§ **PROMPT**: Pull every line with the word "geyser" out of the entries below.

§ **EXTRACTED DATA**:
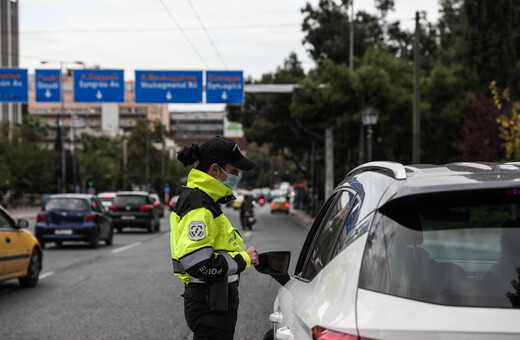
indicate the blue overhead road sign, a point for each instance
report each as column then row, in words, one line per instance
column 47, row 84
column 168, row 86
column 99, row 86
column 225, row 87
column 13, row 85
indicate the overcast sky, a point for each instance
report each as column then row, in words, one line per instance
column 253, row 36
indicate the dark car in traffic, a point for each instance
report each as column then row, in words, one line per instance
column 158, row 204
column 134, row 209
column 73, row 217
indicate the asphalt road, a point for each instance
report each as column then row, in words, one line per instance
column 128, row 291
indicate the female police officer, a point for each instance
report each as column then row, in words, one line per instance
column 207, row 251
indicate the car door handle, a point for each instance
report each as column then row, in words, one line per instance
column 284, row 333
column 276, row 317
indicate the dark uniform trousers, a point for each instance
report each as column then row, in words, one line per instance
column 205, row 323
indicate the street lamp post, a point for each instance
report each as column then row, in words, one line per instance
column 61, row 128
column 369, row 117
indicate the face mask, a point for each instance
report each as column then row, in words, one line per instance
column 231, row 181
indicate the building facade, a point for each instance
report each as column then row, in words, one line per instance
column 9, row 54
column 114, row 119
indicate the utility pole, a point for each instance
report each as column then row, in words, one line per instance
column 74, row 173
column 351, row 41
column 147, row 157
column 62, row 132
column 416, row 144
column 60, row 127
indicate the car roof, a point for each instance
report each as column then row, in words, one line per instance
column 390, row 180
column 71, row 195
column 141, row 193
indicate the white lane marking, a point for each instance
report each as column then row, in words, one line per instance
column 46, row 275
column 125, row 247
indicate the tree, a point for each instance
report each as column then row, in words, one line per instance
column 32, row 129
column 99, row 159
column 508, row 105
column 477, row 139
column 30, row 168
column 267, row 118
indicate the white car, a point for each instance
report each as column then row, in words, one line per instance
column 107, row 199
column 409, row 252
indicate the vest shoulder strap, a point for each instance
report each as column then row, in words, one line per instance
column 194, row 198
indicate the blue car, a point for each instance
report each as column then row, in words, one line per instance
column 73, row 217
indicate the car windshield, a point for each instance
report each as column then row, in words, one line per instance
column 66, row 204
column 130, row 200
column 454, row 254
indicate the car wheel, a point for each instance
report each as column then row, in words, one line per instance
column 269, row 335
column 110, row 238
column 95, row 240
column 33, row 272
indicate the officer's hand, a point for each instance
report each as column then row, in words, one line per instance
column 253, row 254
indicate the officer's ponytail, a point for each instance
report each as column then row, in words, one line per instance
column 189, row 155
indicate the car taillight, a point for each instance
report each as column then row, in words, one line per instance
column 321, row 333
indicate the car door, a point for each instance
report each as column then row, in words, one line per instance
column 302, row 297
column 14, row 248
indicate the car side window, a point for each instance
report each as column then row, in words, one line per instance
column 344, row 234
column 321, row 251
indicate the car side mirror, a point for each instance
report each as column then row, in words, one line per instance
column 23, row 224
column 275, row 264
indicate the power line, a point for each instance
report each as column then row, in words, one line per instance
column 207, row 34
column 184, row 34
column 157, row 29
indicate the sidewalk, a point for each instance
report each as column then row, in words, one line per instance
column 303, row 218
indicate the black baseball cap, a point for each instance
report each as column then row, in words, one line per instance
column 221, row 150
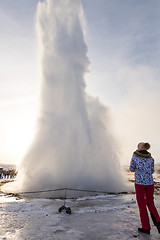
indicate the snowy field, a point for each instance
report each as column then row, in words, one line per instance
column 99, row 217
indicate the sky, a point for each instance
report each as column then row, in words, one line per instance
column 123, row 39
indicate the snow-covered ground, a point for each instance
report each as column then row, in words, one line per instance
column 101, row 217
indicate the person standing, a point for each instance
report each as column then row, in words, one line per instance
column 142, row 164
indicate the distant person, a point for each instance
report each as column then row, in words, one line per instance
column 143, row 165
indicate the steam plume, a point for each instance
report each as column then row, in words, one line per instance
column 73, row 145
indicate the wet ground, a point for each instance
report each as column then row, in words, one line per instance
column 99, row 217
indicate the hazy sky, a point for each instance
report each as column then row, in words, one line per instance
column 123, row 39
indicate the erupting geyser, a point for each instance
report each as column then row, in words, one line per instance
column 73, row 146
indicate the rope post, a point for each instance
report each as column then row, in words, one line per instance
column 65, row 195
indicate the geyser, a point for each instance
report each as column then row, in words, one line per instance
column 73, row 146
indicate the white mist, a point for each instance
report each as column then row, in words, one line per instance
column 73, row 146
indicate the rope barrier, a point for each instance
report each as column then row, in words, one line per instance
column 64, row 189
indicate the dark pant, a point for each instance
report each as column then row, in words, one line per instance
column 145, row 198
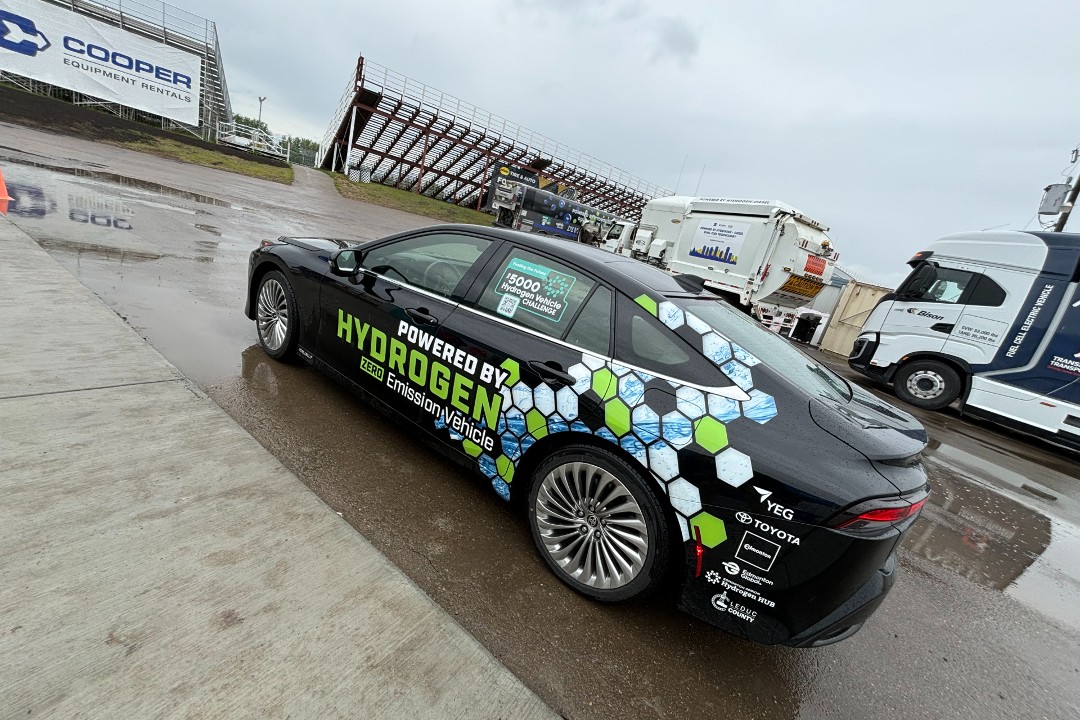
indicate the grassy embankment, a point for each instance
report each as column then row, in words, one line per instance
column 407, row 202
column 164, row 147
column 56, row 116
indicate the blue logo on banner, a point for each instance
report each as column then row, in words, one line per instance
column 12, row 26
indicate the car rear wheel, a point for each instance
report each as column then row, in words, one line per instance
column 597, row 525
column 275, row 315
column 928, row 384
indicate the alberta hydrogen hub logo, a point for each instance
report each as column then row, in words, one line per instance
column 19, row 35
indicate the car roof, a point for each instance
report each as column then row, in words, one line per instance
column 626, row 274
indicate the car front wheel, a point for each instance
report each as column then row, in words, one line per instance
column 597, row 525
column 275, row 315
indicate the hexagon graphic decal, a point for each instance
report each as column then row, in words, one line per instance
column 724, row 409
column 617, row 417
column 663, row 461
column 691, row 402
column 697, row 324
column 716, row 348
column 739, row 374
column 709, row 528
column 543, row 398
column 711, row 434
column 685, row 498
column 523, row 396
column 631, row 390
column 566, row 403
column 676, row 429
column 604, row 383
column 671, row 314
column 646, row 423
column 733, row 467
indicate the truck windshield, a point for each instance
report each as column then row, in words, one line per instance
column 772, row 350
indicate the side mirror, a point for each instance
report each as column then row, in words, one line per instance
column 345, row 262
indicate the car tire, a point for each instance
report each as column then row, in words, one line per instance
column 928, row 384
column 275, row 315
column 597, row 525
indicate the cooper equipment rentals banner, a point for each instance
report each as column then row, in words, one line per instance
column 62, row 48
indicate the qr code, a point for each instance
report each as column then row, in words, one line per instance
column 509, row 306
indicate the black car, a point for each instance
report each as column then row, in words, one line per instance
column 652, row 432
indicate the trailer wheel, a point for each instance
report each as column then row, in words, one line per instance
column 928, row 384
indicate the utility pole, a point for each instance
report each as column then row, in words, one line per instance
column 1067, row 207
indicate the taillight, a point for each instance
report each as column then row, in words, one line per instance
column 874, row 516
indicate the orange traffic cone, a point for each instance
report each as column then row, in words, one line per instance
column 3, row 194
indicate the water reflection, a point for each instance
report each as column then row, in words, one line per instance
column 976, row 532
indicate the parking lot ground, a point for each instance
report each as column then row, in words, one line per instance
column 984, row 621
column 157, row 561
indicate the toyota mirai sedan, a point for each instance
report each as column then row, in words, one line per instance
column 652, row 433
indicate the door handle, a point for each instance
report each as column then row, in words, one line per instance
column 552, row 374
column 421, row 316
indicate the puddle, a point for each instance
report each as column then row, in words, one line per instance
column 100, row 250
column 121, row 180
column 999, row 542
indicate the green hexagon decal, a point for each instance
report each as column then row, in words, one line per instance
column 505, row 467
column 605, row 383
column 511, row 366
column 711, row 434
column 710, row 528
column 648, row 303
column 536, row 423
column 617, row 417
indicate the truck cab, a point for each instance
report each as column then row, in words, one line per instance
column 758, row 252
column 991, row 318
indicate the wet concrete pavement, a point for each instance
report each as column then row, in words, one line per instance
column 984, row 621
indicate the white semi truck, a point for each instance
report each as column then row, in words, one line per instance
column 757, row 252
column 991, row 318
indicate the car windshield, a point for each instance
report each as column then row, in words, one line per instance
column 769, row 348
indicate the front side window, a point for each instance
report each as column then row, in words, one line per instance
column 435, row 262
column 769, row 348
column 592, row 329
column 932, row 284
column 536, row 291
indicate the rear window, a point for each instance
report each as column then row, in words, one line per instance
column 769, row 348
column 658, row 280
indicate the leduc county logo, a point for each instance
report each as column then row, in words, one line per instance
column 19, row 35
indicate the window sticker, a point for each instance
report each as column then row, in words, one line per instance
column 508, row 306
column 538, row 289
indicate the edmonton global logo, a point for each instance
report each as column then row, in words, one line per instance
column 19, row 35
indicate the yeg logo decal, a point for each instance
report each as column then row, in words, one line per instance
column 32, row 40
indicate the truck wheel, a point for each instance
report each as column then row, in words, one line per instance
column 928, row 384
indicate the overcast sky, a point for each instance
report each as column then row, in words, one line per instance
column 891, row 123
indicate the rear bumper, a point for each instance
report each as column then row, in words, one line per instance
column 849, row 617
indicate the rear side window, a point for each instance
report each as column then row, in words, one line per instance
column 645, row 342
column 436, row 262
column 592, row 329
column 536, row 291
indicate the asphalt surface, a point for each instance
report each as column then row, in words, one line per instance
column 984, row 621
==
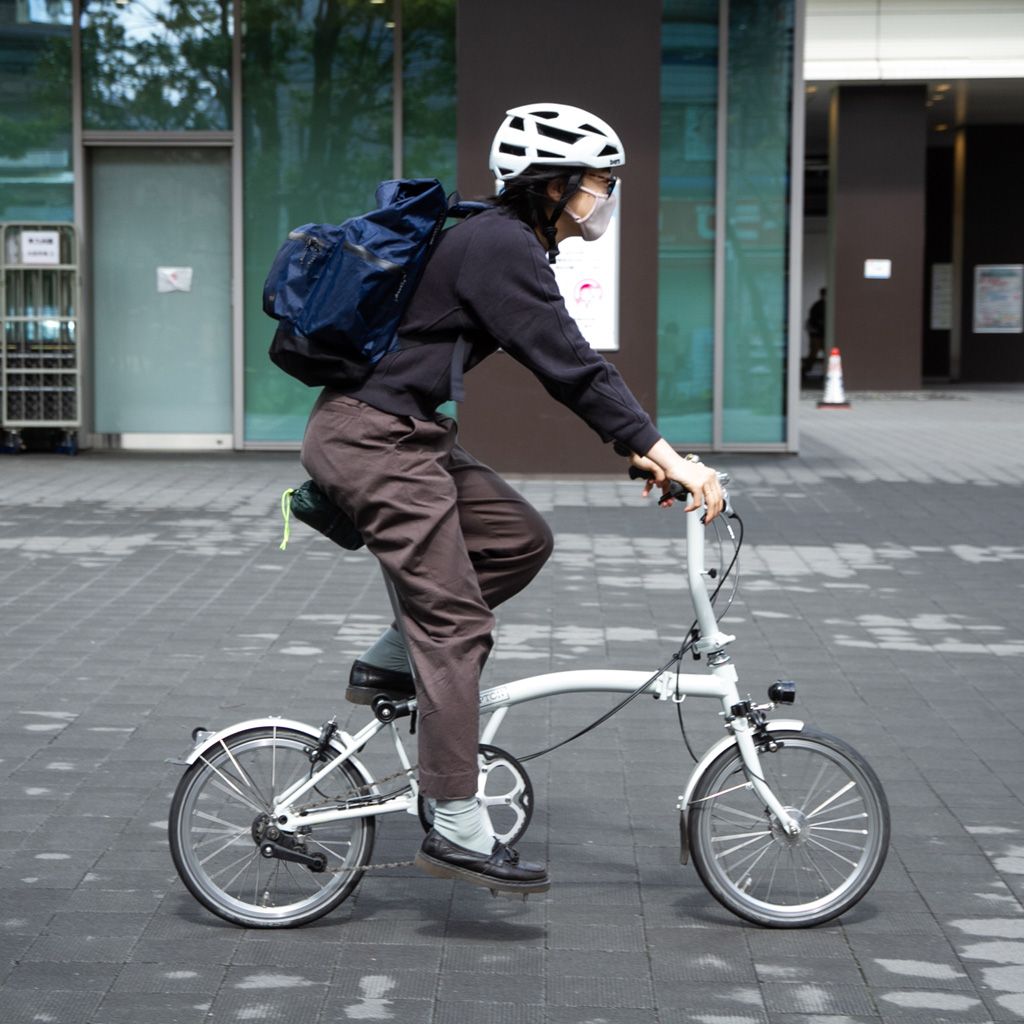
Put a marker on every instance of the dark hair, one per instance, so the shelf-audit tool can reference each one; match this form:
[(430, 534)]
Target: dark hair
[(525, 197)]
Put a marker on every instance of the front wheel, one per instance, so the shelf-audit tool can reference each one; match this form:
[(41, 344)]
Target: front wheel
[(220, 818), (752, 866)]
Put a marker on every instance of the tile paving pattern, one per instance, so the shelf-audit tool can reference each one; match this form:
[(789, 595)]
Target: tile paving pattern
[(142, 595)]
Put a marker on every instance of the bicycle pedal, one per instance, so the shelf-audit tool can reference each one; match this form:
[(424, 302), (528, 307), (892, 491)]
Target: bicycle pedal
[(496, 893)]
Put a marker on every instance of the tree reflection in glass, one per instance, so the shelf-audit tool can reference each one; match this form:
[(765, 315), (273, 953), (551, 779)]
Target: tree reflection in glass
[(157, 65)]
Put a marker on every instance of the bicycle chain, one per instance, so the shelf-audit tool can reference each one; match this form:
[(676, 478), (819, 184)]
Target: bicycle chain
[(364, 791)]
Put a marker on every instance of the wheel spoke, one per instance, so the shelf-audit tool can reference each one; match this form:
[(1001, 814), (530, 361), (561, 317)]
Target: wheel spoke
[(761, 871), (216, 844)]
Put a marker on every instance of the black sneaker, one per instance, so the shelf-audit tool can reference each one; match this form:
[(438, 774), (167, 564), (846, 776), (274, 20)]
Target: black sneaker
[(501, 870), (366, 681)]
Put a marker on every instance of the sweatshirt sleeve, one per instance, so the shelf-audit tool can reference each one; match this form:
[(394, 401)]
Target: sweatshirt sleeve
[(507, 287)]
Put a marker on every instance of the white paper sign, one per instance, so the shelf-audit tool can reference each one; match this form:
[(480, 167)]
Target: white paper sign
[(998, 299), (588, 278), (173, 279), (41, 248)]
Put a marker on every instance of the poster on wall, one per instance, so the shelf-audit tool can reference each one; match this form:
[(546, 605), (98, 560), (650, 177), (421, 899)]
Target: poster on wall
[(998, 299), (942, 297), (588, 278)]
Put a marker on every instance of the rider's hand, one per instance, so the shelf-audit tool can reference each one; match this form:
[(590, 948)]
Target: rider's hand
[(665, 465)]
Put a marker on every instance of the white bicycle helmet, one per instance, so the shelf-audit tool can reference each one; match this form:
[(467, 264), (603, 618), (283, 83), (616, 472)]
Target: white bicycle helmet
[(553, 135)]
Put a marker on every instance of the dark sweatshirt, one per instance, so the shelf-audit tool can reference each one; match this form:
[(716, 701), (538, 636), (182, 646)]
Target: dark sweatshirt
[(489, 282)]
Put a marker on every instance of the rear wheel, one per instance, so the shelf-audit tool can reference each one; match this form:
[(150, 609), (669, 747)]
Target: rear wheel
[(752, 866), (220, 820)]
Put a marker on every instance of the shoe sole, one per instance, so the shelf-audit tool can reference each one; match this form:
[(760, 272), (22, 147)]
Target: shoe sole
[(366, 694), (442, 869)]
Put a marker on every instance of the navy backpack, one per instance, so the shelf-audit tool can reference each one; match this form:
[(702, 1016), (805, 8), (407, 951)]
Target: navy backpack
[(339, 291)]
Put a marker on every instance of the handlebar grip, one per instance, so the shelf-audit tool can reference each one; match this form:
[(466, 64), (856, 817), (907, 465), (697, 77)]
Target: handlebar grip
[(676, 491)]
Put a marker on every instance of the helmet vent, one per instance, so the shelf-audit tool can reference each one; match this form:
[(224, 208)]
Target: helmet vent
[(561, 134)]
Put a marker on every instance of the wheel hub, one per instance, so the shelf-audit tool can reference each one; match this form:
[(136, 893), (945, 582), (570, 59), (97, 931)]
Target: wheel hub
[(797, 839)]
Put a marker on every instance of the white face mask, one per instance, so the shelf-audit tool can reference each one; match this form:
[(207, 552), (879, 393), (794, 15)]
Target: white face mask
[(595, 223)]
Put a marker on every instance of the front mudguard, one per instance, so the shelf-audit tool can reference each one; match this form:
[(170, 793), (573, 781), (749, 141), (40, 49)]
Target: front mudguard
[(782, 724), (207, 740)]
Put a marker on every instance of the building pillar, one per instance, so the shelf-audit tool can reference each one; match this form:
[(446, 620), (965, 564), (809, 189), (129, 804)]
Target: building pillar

§ **ANSWER BOX**:
indicate the erupting geyser, a point for each instance
indicate the geyser, a point for each instance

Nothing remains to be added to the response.